[Text block]

On Wed, Jul 18, 2018 at 05:08:21PM +0200, Markus Armbruster wrote:
> Marc-André, one question for you inline.  Search for your name.
> 
> Peter Xu <pet...@redhat.com> writes:
> 
> > On Thu, Jun 28, 2018 at 03:20:41PM +0200, Markus Armbruster wrote:
> >> Peter Xu <pet...@redhat.com> writes:
> >> 
> >> > On Wed, Jun 27, 2018 at 03:13:57PM +0200, Markus Armbruster wrote:
> >> >> Monitor behavior changes even when the client rejects capability "oob".
> >> >> 
> >> >> Traditionally, the monitor reads, executes and responds to one command
> >> >> after the other.  If the client sends in-band commands faster than the
> >> >> server can execute them, the kernel will eventually refuse to buffer
> >> >> more, and sending blocks or fails with EAGAIN.
> >> >> 
> >> >> To make OOB possible, we need to read and queue commands as we receive
> >> >> them.  If the client sends in-band commands faster than the server can
> >> >> execute them, the server will eventually drop commands to limit the
> >> >> queue length.  The sever sends event COMMAND_DROPPED then.
> >> >> 
> >> >> However, we get the new behavior even when the client rejects capability
> >> >> "oob".  We get the traditional behavior only when the server doesn't
> >> >> offer "oob".
> >> >> 
> >> >> Is this what we want?
> >> >
> >> > Not really.  But I thought we kept that old behavior, haven't we?
> >> >
> >> > In handle_qmp_command() we have this:
> >> >
> >> >     /*
> >> >      * If OOB is not enabled on the current monitor, we'll emulate the
> >> >      * old behavior that we won't process the current monitor any more
> >> >      * until it has responded.  This helps make sure that as long as
> >> >      * OOB is not enabled, the server will never drop any command.
> >> >      */
> >> >     if (!qmp_oob_enabled(mon)) {
> >> >         monitor_suspend(mon);
> >> >         req_obj->need_resume = true;
> >> >     } else {
> >> >         /* Drop the request if queue is full. */
> >> >         if (mon->qmp.qmp_requests->length >= QMP_REQ_QUEUE_LEN_MAX) {
> >> >             qemu_mutex_unlock(&mon->qmp.qmp_queue_lock);
> >> >             qapi_event_send_command_dropped(id,
> >> >                                             
> >> > COMMAND_DROP_REASON_QUEUE_FULL,
> >> >                                             &error_abort);
> >> >             qmp_request_free(req_obj);
> >> >             return;
> >> >         }
> >> >     }
> >> >
> >> > Here assuming that we are not enabling OOB, then since we will suspend
> >> > the monitor when we receive one command, then monitor_can_read() later
> >> > will check with a result that "we should not read the chardev", then
> >> > it'll leave all the data in the input buffer.  Then AFAIU the QMP
> >> > client that didn't enable OOB will have similar behavior as before.

[What to work on]
A. List every function that is called in the code snippet quoted in the QMP monitor thread above.
B. Please count the lines in the rows below that contain the string "boardwalk", matching case exactly, and give only the number.

[Material provided]

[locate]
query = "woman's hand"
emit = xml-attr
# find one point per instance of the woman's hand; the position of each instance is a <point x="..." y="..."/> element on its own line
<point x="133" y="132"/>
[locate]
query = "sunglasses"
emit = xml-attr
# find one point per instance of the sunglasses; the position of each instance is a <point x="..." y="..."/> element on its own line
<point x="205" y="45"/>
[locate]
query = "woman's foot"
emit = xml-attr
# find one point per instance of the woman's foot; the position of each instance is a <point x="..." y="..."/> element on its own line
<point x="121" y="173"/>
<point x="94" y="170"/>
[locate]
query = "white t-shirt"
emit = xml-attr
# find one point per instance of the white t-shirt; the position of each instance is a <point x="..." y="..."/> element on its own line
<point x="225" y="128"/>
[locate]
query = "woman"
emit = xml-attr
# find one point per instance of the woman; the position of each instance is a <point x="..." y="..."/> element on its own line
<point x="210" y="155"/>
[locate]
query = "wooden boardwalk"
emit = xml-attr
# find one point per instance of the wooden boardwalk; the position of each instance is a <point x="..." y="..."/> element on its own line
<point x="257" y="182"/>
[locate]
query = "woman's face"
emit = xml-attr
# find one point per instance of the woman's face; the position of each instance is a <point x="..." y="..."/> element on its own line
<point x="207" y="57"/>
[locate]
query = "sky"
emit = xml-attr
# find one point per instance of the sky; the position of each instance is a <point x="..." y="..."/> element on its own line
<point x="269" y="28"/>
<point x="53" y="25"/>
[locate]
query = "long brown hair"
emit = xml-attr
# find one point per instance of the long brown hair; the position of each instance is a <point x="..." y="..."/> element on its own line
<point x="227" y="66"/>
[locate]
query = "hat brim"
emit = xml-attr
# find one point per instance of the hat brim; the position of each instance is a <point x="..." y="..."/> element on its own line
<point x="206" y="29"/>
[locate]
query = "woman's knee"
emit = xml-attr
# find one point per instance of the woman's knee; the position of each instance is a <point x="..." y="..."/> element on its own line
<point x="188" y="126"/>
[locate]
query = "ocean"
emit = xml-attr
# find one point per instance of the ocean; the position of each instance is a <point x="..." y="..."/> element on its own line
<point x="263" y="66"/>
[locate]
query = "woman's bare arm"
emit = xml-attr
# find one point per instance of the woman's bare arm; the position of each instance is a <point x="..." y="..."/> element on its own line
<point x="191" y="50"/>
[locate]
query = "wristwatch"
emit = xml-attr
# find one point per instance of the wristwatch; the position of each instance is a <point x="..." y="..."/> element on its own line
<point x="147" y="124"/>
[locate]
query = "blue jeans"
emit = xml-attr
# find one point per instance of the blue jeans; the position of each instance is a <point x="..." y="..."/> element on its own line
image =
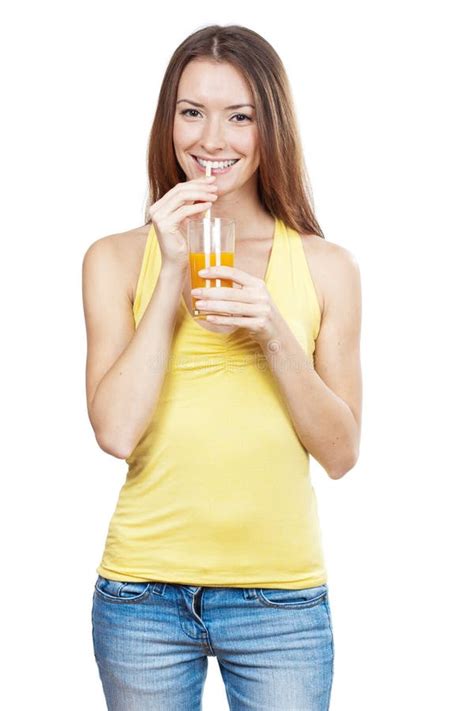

[Worked answers]
A.
qmp_oob_enabled
monitor_suspend
qemu_mutex_unlock
qapi_event_send_command_dropped
qmp_request_free

B. 2